(Your task): A word-for-word copy of the whole listing is the required answer.

===============

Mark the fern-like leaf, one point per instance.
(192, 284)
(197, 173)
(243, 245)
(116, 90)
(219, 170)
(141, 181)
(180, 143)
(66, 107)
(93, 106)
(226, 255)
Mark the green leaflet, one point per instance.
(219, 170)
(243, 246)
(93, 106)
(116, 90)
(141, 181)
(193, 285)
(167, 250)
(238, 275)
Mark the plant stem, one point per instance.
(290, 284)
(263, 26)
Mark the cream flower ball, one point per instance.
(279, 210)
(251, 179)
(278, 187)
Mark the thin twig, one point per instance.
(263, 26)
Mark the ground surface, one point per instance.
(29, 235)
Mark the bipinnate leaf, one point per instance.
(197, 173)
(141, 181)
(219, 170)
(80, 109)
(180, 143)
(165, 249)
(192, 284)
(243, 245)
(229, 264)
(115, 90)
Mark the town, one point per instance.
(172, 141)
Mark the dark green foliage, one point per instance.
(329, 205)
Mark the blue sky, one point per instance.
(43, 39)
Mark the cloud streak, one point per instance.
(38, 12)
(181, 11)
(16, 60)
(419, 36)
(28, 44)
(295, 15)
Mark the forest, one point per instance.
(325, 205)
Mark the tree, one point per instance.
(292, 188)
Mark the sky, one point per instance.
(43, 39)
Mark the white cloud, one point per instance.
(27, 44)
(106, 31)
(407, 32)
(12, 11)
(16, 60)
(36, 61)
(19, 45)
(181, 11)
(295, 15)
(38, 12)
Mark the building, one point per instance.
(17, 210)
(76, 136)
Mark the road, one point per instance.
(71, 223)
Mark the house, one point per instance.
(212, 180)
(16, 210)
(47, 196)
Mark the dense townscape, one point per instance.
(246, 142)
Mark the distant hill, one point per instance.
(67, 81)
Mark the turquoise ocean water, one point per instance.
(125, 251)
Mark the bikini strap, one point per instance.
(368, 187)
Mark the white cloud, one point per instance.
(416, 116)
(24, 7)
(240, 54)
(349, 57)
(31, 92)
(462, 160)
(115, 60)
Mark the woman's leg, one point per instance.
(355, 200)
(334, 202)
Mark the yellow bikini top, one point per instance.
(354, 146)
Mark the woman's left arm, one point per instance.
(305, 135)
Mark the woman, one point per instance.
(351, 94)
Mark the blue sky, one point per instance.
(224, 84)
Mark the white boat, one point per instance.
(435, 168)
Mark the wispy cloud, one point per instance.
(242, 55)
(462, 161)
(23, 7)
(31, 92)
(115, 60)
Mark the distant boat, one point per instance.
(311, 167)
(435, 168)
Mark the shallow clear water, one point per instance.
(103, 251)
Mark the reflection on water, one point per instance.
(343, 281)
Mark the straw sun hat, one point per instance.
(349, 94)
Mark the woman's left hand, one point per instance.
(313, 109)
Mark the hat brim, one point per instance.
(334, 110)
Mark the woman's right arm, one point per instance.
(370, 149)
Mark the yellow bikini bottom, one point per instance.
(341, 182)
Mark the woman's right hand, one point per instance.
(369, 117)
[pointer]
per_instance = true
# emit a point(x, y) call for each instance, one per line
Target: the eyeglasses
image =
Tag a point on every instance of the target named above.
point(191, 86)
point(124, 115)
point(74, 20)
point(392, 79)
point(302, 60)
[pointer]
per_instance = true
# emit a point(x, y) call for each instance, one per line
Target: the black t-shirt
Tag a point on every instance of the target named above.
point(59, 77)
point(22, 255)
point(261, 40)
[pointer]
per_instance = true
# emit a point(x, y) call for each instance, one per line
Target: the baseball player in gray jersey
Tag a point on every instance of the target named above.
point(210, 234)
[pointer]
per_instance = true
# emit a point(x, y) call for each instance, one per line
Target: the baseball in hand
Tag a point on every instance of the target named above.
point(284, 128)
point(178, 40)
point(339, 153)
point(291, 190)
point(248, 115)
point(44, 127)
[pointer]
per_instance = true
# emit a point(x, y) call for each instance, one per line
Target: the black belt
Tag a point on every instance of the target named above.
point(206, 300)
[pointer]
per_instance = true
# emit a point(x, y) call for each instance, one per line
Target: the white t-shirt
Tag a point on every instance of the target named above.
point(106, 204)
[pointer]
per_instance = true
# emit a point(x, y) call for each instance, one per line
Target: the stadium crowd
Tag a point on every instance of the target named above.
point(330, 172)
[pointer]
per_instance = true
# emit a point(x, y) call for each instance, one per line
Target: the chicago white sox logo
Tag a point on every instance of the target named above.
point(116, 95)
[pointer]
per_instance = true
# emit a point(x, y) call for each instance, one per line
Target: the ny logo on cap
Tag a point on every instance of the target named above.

===============

(Answer for this exercise):
Mark the fern-like leaf, one point per instance.
(192, 284)
(197, 173)
(243, 245)
(116, 90)
(219, 170)
(141, 181)
(180, 143)
(66, 107)
(93, 106)
(226, 255)
Mark the green leaflet, one point per instance.
(219, 170)
(243, 246)
(93, 106)
(116, 90)
(141, 181)
(193, 285)
(167, 250)
(238, 275)
Mark the plant stem, one point per instance.
(290, 284)
(263, 26)
Mark the cream flower ball, one point per instance.
(279, 210)
(251, 179)
(278, 187)
Mark the thin twig, one point per instance.
(263, 26)
Mark the ground surface, one point per instance.
(29, 235)
Mark the bipinnate leaf, one point per instance.
(197, 173)
(141, 181)
(219, 170)
(80, 109)
(180, 143)
(165, 249)
(192, 284)
(243, 245)
(229, 264)
(115, 90)
Mark the town, one point per instance.
(172, 141)
Mark the dark green foliage, one point per instance.
(329, 205)
Mark the blue sky, one point per instance.
(43, 39)
Mark the cloud streak, one point per instance.
(38, 12)
(181, 11)
(16, 60)
(419, 36)
(28, 44)
(295, 15)
Mark the forest, one point per instance.
(325, 205)
Mark the tree, one point per instance.
(292, 188)
Mark the sky, one point per instance.
(43, 39)
Mark the white cloud, one point per instance.
(27, 44)
(106, 31)
(407, 32)
(12, 11)
(16, 60)
(36, 61)
(19, 45)
(181, 11)
(295, 15)
(38, 12)
Mark the building, one point per instance.
(17, 210)
(76, 136)
Mark the road, one point per instance.
(71, 223)
Mark the house, one point per instance.
(212, 180)
(16, 210)
(47, 196)
Mark the dense townscape, one point per instance.
(246, 142)
Mark the distant hill, one point per instance.
(67, 81)
Mark the turquoise ocean water, one point per instance.
(125, 251)
Mark the bikini strap, one point per instance.
(368, 187)
Mark the white cloud, one point per instance.
(416, 116)
(24, 7)
(240, 54)
(349, 57)
(31, 92)
(462, 160)
(115, 60)
Mark the woman's leg, one point per instance.
(355, 200)
(334, 202)
Mark the yellow bikini top, one point per instance.
(354, 146)
Mark the woman's left arm, one point per instance.
(305, 135)
Mark the woman, one point per instance.
(351, 94)
Mark the blue sky, one point per instance.
(224, 84)
Mark the white boat, one point per instance.
(435, 168)
Mark the wispy cloud, one point per instance.
(242, 55)
(462, 161)
(23, 7)
(31, 92)
(115, 60)
Mark the distant boat, one point per instance.
(311, 167)
(435, 168)
Mark the shallow clear water, one point per instance.
(103, 251)
Mark the reflection on water, one point per instance.
(343, 281)
Mark the straw sun hat, one point per instance.
(349, 94)
Mark the woman's left hand, one point per instance.
(313, 109)
Mark the hat brim, one point per instance.
(334, 110)
Mark the woman's right arm, one point per instance.
(370, 149)
Mark the yellow bikini bottom, one point per instance.
(341, 182)
Mark the woman's right hand, one point per instance.
(369, 117)
[pointer]
per_instance = true
# emit a point(x, y) call for each instance, one per line
Target: the eyeglasses
image =
Tag a point on every instance of the target named above.
point(191, 86)
point(124, 115)
point(74, 20)
point(392, 79)
point(302, 60)
[pointer]
per_instance = true
# emit a point(x, y) call for each instance, one per line
Target: the black t-shirt
Tag a point on every instance of the target named above.
point(59, 77)
point(22, 255)
point(261, 40)
[pointer]
per_instance = true
# emit a point(x, y) call for each instance, one per line
Target: the baseball player in gray jersey
Tag a point on every instance of the target named above.
point(210, 234)
[pointer]
per_instance = true
# emit a point(x, y) call for each instance, one per line
Target: the baseball in hand
Tag a point on every instance of the target named above.
point(284, 128)
point(178, 40)
point(339, 153)
point(291, 190)
point(248, 115)
point(44, 127)
[pointer]
per_instance = true
# emit a point(x, y) call for each instance, one per line
Target: the black belt
Tag a point on every instance of the target named above.
point(206, 300)
[pointer]
per_instance = true
# emit a point(x, y) call for each instance, one per line
Target: the white t-shirt
Tag a point on every instance of the target named above.
point(106, 204)
[pointer]
per_instance = true
# emit a point(x, y) call for each instance, one per line
Target: the stadium crowd
Tag a point on every instance of the target named above.
point(330, 172)
[pointer]
per_instance = true
# emit a point(x, y) call for each instance, one per line
Target: the chicago white sox logo
Tag a point on every instance of the target named above.
point(116, 95)
[pointer]
per_instance = true
# emit a point(x, y) call for each instance, one per line
Target: the ny logo on cap
Tag a point on every instance of the target named above.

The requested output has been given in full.